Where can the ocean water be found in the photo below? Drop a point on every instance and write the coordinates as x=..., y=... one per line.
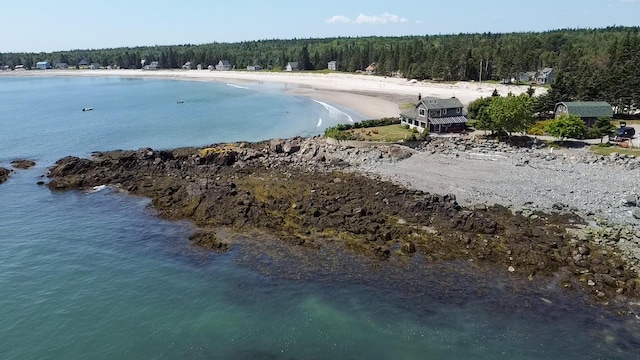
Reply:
x=97, y=275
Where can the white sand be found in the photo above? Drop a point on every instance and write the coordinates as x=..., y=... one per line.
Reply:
x=349, y=90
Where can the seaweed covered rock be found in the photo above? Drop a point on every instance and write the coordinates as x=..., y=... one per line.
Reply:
x=4, y=174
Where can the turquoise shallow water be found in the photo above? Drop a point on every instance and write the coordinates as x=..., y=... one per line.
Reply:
x=97, y=275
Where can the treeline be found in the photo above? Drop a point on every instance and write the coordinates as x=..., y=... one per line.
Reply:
x=589, y=64
x=446, y=57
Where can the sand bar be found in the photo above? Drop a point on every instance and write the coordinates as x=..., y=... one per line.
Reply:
x=371, y=96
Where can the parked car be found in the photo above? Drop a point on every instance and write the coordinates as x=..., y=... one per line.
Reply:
x=624, y=133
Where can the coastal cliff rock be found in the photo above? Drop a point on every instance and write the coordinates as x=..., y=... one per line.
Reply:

◇ ◇ ◇ ◇ ◇ ◇ ◇

What this task involves – Revise the stretch from the line containing "Where can the coastal" through the end of the material so that "cliff rock" becomes "boulder", and leave everything else unchanged.

Result for this exercise –
Where can the coastal boulder be found in the photo above? Drop a point on every instance and write the coordinates as x=..., y=... one per line.
Reply:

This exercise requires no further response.